(Extrait à lire)
═══
A propos des Fonds européens, le préfet Franck Robine émettait comme objectif en 2019 celui « d’être capable d’accompagner un peu plus les petits porteurs de projets ». C’est l’enjeu des 2 prochaines années : simplifier les démarches pour que chacun puisse de façon très naturelle y recourir ?

Des efforts considérables ont été déployés dès le départ pour optimiser la consommation des fonds européens, outil indispensable au développement du territoire. A cet effet, 80 personnes ont été recrutées pour faciliter, améliorer et optimiser le traitement des dossiers de financements, un site leur a été dédié, les processus ont été retravaillés. Grâce à ces mesures, la Martinique a pu éviter le dégagement d’office en 2016, 2017 et 2018. En 2018, ce sont 417 dossiers représentant un volume d’investissement global de près de 260 millions d’euros qui ont été programmés pour l’ensemble des secteurs d’activité (industrie, pêche, aquaculture, agriculture, investissements structurants, for-mation…). Je vous informe très officiellement que les objectifs fixés à la CTM en termes de remontées de dépenses (afin d’éviter le dégagement d’office) ont été tenus et même dépassés ! A titre d’illustration s’agissant du FEDER qui est le fonds structurel le plus important, c’est près de 20 millions d’euros d’avance qui sont pris au titre de l’année prochaine. 

Et l’objectif pour les deux prochaines années est de renforcer l’accompagnement aux porteurs de projets. Pour ce faire, du côté Etat, la DIECCTE a intégré une personne dédiée à l’accompagnement des porteurs de projets dans le cadre du PO FSE Etat non délégué. En ce qui concerne la CTM, nous poursuivons nos efforts d’accompagnement avec nos équipes de la Direction des Fonds Européens, puisque nous avons trois personnes dédiées à l’appui aux porteurs de projet en interfonds, qui interviennent toute l’année auprès d’eux.

Cela suffira ? 

Il faudra aller plus loin. Les grands chantiers 2019 sont de faire aboutir un marché lancé récemment, relatif à l’accompagnement des porteurs à la compréhension et à la réalisation du bilan d’exécution sur le FSE Inclusion. Nous menons la même dynamique sur le FEAMP pour lancer un marché d’accompagnement à la préparation des dossiers de demande d’aide (lancement au premier trimestre 2019, ndlr).

Enfin, il convient de rappeler que les dépenses d’appui aux porteurs de projet (appels à des cabinets privés) sont éligibles et régulièrement financées dans le cadre des dossiers de demande d’aide. La Collectivité Territoriale de Martinique ne ménage pas ses efforts pour dynamiser la programmation et la rendre efficace pour ses utilisateurs. C’est une de nos responsabilités.
═══
(Consigne) Rédigez la suite du texte sur les fonds européens en Martinique, en commençant juste après sa dernière phrase.

(Extraits de données)
═══
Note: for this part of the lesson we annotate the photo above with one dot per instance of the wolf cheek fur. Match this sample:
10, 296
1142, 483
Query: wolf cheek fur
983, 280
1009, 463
═══
(Réponse rédigée)
Prévention et sécurité 

« La collectivité va au-delà de ses obligations » 

À l’occasion de la signature d’une convention entre la CTM et le STIS (Service Territorial Incendie et Secours), le 13 décembre dernier, le Président Marie-Jeanne a tenu à revenir sur les actions entreprises dans le domaine de la sécurité de la population. Parmi les réalisations à créditer à la CTM, on peut retenir la construction d’« un site stratégique en cas de séisme majeur » (le lycée Schœlcher, ndlr), la construction du nouvel observatoire volcanologique, des équipements parasismiques pour tous les établissements scolaires, une campagne de sensibilisation aux risques naturels, la reconstruction du laboratoire territorial d’analyse, seul laboratoire accrédité Cofrac dans la Caraïbe… ». A cette liste, s’ajoute donc l’inauguration du nouveau système d’alerte, une avancée majeure, technique, pour la gestion des appels d’alerte et le déploiement des équipes de secours. Une modernisation des outils (réponse plus rapide, meilleure localisation, meilleure communication des services) qui se traduit par une meilleure efficacité dans la toute la chaîne d’alerte. Concrètement ? Un gain de 3 à 4 minutes entre l’appel et le départ de véhicules d’urgence… un délai inestimable pour toute urgence vitale n’importe où sur le territoire.

Au total, l’an dernier, la Collectivité a alloué plus de 20 millions d’euros au STIS pour son fonctionnement, la mise en place du nouveau dispositif d’alerte, la construction de casernes (Trois-Ilets en janvier, le Lamentin en octobre, et celle de Rivière-Salée), ainsi que la modernisation du parc de véhicules du STIS.